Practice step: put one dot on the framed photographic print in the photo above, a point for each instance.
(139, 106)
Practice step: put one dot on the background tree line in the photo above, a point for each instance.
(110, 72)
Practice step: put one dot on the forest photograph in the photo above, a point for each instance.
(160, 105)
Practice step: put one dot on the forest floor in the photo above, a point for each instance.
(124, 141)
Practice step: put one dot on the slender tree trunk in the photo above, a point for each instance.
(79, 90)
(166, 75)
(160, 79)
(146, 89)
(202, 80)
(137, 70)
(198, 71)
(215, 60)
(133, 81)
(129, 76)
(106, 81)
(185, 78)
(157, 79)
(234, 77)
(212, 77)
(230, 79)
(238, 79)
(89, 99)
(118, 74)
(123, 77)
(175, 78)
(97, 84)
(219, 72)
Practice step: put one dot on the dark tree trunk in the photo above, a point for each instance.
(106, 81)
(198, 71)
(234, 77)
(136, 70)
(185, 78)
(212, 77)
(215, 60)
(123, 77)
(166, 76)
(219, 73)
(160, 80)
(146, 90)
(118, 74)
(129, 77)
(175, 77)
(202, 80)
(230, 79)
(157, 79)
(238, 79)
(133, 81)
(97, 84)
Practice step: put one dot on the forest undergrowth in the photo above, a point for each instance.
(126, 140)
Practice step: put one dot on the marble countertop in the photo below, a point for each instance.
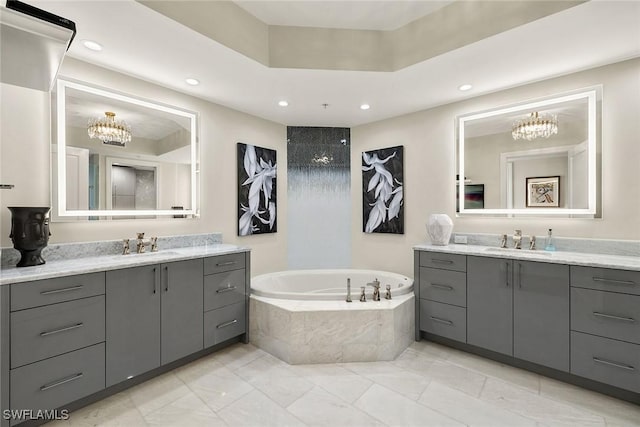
(69, 267)
(571, 258)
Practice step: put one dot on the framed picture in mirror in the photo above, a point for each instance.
(543, 191)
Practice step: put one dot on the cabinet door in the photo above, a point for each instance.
(541, 313)
(182, 313)
(489, 304)
(132, 322)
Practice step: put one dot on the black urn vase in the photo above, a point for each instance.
(29, 233)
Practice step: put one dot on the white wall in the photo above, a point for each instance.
(429, 140)
(25, 139)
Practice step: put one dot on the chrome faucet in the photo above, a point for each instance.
(376, 289)
(141, 244)
(517, 240)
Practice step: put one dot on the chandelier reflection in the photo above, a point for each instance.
(109, 130)
(535, 126)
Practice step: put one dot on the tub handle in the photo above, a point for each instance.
(229, 288)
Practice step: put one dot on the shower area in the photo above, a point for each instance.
(319, 197)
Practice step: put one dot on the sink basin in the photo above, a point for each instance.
(517, 251)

□ □ □ □ □ □ □

WORK INSTRUCTIONS:
Reproduce all of the records above line for line, leaving out the pictures.

SOLVED PROBLEM:
Practice step: put one dot on the framed photographic print in the photo above, a point for each instance.
(139, 106)
Practice step: put one dot on the background tree line in the photo above, a point for each instance.
(110, 72)
Practice step: put one dot on the forest photograph in the photo above, a point for each instance.
(160, 105)
Practice step: put one dot on the forest floor in the photo above, a point for each instance.
(124, 141)
Practice step: put one dot on the slender tree trunk in the photo above, a point for each instance.
(79, 90)
(166, 75)
(160, 79)
(146, 89)
(202, 80)
(137, 70)
(198, 71)
(215, 60)
(133, 81)
(129, 76)
(106, 81)
(185, 78)
(157, 79)
(234, 77)
(212, 77)
(230, 79)
(238, 79)
(89, 99)
(118, 74)
(123, 77)
(175, 78)
(97, 84)
(219, 72)
Practice step: put one dot on the dark tree trunk in the photo above, a point for each instance.
(106, 81)
(198, 71)
(234, 77)
(136, 70)
(185, 78)
(212, 77)
(215, 60)
(123, 77)
(166, 76)
(219, 73)
(160, 80)
(146, 90)
(118, 74)
(129, 77)
(175, 77)
(202, 80)
(230, 79)
(157, 79)
(238, 79)
(133, 81)
(97, 84)
Practice step: put one dot on the forest undergrowth in the photo above, a point for each instance.
(126, 140)
Practice step: put one dot on the marble countertop in the photo below, a point for each instance.
(69, 267)
(571, 258)
Practice step: put one dot on the framed picture in mirror in the photo above, a point for each instance.
(543, 191)
Practice step: put one dot on the cabinet door in the photo above, a point for each instance.
(541, 313)
(182, 313)
(489, 304)
(132, 322)
Practice step: put one dot on the black urn vase in the photo above, a point for each instance.
(29, 233)
Practice step: put one dot on the white wall in the photo above, a point for each instance.
(429, 140)
(25, 139)
Practice step: put one dot on the chrome faucet in the photo above, a point for each instance.
(376, 289)
(141, 244)
(517, 240)
Practice step: put one dot on the chandelier reflection in the photo above, a point for each instance.
(109, 130)
(535, 126)
Practice step: put one dot on the tub handle in the photo above, a point for each instance.
(229, 288)
Practice step: put one dot on the shower area in the photo above, a point for each instance.
(319, 197)
Practice step: put one dot on the sink basin in the photo above, a point for each instance.
(517, 251)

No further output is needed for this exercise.